◆ What the exercise asks:
Please quote every line word for word.

──────────────────────────────

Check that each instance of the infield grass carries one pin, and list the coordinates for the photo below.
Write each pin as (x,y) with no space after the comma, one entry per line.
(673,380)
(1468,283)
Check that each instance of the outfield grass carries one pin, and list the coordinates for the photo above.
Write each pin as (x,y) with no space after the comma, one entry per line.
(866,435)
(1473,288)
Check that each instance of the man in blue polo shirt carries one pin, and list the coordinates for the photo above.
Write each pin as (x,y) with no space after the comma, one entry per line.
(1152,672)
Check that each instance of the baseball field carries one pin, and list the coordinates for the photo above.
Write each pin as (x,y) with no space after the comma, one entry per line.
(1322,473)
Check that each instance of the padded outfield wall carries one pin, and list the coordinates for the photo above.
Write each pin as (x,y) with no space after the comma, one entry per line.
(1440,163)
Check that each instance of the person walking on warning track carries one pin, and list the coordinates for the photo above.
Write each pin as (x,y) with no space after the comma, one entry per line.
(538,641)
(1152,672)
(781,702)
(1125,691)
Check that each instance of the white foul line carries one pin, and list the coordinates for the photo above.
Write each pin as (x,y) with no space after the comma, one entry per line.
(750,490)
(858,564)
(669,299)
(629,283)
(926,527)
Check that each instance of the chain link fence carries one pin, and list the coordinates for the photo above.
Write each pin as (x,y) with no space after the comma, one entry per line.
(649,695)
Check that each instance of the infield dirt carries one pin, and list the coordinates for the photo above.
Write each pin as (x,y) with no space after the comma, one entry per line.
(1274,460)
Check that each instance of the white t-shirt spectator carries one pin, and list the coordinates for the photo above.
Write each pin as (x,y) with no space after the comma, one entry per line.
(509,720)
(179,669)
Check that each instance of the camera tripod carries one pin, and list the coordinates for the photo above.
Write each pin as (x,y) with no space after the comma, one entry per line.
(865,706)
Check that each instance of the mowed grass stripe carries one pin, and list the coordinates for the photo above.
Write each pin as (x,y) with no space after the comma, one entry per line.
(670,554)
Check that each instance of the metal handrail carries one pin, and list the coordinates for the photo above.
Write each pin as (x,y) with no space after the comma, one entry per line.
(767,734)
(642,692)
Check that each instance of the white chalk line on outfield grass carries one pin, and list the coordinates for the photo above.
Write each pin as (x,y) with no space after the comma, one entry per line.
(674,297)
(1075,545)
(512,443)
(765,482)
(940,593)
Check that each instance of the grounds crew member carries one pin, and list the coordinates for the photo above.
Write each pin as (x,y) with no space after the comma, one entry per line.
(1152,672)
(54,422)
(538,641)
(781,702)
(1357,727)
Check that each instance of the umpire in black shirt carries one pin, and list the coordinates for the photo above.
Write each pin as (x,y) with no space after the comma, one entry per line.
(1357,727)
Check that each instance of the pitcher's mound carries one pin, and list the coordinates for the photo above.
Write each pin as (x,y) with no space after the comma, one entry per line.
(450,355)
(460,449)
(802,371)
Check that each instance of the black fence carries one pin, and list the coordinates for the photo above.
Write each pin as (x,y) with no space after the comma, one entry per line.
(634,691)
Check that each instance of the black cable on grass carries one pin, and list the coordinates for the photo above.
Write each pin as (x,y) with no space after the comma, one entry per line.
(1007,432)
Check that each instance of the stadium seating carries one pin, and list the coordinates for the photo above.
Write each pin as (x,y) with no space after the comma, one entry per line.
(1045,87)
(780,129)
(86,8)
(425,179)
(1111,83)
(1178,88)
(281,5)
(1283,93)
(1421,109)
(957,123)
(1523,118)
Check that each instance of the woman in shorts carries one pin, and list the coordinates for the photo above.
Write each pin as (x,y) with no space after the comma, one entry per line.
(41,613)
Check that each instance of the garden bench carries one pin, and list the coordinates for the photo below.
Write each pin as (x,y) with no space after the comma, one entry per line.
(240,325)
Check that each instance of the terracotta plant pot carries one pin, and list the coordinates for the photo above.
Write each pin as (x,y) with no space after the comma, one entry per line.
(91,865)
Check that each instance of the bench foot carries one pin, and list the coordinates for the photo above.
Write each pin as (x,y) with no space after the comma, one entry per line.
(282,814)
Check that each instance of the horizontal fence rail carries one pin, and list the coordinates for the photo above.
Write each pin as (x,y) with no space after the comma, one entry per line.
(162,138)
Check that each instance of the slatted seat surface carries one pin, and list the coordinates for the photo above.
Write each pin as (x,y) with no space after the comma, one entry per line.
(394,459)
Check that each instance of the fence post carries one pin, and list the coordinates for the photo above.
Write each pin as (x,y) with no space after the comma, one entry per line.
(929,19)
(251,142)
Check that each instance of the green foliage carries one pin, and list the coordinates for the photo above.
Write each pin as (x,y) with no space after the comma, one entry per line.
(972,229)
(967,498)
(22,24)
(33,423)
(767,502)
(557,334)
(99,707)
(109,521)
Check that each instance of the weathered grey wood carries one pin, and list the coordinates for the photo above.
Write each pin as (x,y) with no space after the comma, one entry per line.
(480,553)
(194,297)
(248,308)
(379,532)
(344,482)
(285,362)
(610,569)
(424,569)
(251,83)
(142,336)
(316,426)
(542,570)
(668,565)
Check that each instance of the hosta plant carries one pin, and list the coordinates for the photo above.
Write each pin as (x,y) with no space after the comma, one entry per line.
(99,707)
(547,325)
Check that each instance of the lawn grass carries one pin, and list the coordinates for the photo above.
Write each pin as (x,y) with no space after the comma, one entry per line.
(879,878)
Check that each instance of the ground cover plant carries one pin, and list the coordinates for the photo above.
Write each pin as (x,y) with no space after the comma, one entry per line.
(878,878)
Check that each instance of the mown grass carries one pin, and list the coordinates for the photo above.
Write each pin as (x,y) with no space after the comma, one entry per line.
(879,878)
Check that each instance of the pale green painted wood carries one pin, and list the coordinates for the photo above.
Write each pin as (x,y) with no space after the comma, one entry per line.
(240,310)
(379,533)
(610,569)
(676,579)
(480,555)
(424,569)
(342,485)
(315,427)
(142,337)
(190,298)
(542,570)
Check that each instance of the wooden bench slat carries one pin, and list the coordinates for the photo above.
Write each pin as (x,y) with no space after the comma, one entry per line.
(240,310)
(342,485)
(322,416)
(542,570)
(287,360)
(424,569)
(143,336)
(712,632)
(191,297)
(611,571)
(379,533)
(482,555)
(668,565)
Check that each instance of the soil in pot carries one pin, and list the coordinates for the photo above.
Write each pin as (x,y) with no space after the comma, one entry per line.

──────────────────────────────

◆ Result of this task:
Check that each instance of the infield grass carries one pin, and list the coordinates for the photo below.
Write each pin as (x,y) with no space after the comma, one entry per line.
(673,380)
(1468,283)
Check that each instance of the outfield grass carries one pin, and list the coordinates for the photo above.
Write each pin as (x,y) with no space after the comma, one entry per line.
(866,435)
(1473,288)
Check that each instance of the man in blue polo shirt carries one pin, and list the coordinates for the photo above.
Write each pin as (x,y) with no space after the comma, one entry per line.
(1152,672)
Check that each instance of the baseball field carries one pin, and list the coordinates for the photo above.
Write each pin as (x,y) with no space after the comma, one entry per line.
(1322,473)
Check that each instance of the padded outfield wall carries one pin, and list the coordinates for the photo above.
Write each pin as (x,y) with no space after the comma, one entry per line.
(1440,163)
Check that each instance of the person walking on warning track carries one pin, and list the coordinates for the photo above.
Write each pin as (x,y) with no space after the comma, one entry per line.
(538,641)
(1152,672)
(781,702)
(1125,691)
Check that each instance of the white foul line carries one pin, and list the coordinates for the photo above.
Write each pin as (x,y) with no space after the comma, one entry per line.
(750,490)
(858,564)
(669,299)
(629,283)
(926,527)
Check that each instance of the chain link fence carries one pin, and list the coordinates for the photo above.
Write each pin as (x,y) with no space after the comma, one entry per line.
(649,695)
Check that each instance of the infield dirt carries one pin, and list the coordinates for the photo above.
Write each pin as (x,y) with no space after the comma, one entry per line.
(1274,460)
Check that each instance of the white t-shirt spectator carries one pin, and list the coordinates for the photo above.
Write each pin as (x,y) with no space after the comma, one entry per line.
(509,720)
(179,669)
Check that each instance of the camera tripod carries one pin, and list the coordinates for the photo above.
Write each pin as (x,y) with no space after the comma, one entry per line.
(865,706)
Check that each instance of the mowed grass stripe carries one pin, and list the coordinates for the photo above.
Write each pin as (x,y) with no space after the comma, one entry per line.
(670,554)
Check that each instance of the metal handrail carries one pin, and list the coordinates for the photo above.
Write each pin as (x,y) with no space after the comma, one entry per line.
(767,734)
(642,692)
Check that each instance of the white chalk line on outfield grass carries one pin, and list the coordinates for the photo above.
Write each pin as (x,y) with no space after the comma, one entry per line.
(674,297)
(1075,545)
(512,443)
(765,482)
(940,593)
Check that each instance of the grounds crew member carries one pin, and list the coordinates for the photo above.
Write each pin as (x,y) with no space after the comma, one entry per line.
(1152,672)
(54,422)
(538,641)
(781,702)
(1357,727)
Check that each instance of the umpire in black shirt carries one pin, and list the coordinates for the photo above.
Write each pin as (x,y) with no space after the comma, one entry per line.
(1357,727)
Check that each instance of the pitcher's mound carries one pin, and list the coordinates for the photo above.
Write each pin as (x,y) with no space after the comma, one entry per line.
(450,355)
(460,449)
(802,371)
Check that each instance of the black fence carries one pin, and list the coordinates for the photo above.
Write each pin as (x,y) with no space after the comma, one entry per line.
(634,691)
Check that each instance of the black cable on grass carries one pin, and list the coordinates for the photo above.
Write each pin as (x,y) with no space after the comma, one entry per line.
(1007,432)
Check that each instance of the stadium seating carries one pin, and list the coordinates for the photo above.
Write each pin as (x,y) with no space after the comma, one entry per line.
(1045,87)
(780,129)
(86,8)
(425,179)
(1111,83)
(1178,88)
(281,5)
(1283,93)
(1421,109)
(957,123)
(1523,118)
Check that each instance of the woman in shorts carries one pin, and list the coordinates for the photo above.
Write each pin as (x,y) with no space after the comma, one entry per line.
(41,613)
Check that each instance of the garden bench carries one pin, and list the coordinates for the photo below.
Write each pin as (x,y) with no space after the comma, one entry per line.
(240,325)
Check that each instance of the terracotta plant pot carries one pin, and list the coordinates for the photo above.
Write each pin as (x,y) with no space after the comma, one entry per line.
(91,865)
Check that each instance of the bench foot carries one pin, and list the coordinates for the photo above.
Write each pin as (x,y) with no space after the comma, one entry per line.
(282,814)
Check that each instance of the horizontal fence rail carries one pin, and list the coordinates for the photo above.
Write each pin as (x,y) with no space after the comma, one entry per line.
(162,138)
Check that each instance of the slatted seat surface carries one pin, and list the coordinates for the photo above.
Write each pin as (x,y) with no space after the comma, one entry per line.
(394,459)
Check that each instance of the fence post carries one pin, and list the coordinates for the photo above.
Write each pin as (x,y) with no space after the comma, one entry per line.
(929,19)
(251,142)
Check that each instance of the green foliage carries one pin, and list the coordinates for the photo above.
Write each pin as (x,y) with no space after the comma, one entry per line.
(972,229)
(967,498)
(22,24)
(33,423)
(767,502)
(557,334)
(99,707)
(109,521)
Check that each instance of the weathered grey wood carries one pin, and list the coordinates for the photo above.
Write each pin as (x,y) with no space after the comma, one entry per line.
(480,553)
(194,297)
(248,308)
(379,532)
(344,482)
(285,362)
(610,569)
(424,569)
(251,83)
(142,336)
(316,426)
(542,570)
(668,565)
Check that each instance of the hosta plant carries one pin, and list the coordinates for the photo above.
Write each pin as (x,y) with no space after the comma, one entry per line.
(99,707)
(547,325)
Check that each instance of the lawn grass carries one pin, and list the coordinates for the photo above.
Write each pin as (x,y) with no space after the comma, one entry per line.
(879,878)
Check that each instance of the ground cover plant carries one pin, and list the coordinates for the photo above.
Write each pin as (x,y) with no space after the comma, one entry per line.
(878,878)
Check that each instance of the mown grass carries one pin, and list the coordinates for the photo above.
Write each pin as (x,y) with no space after the comma, one entry per line.
(879,878)
Check that each instance of the pale green painted wood carries one pin, and list the coordinates for the photo above.
Write each pin as (x,y) with no space after the comma, one entry per line.
(240,310)
(379,533)
(610,569)
(676,579)
(480,555)
(424,569)
(342,485)
(315,427)
(142,337)
(190,298)
(542,570)
Check that each instance of the wooden bench slat carries one pin, and list the coordinates for the photo above.
Write each pin as (x,y) with no space after the comma, one entry per line.
(240,310)
(342,485)
(322,416)
(542,570)
(287,360)
(424,569)
(143,336)
(712,632)
(191,297)
(611,571)
(379,533)
(482,555)
(668,565)
Check that each instance of the soil in pot carries one pin, and list the coordinates for the photo above.
Write each pin as (x,y) with no space after the comma, one entry per line.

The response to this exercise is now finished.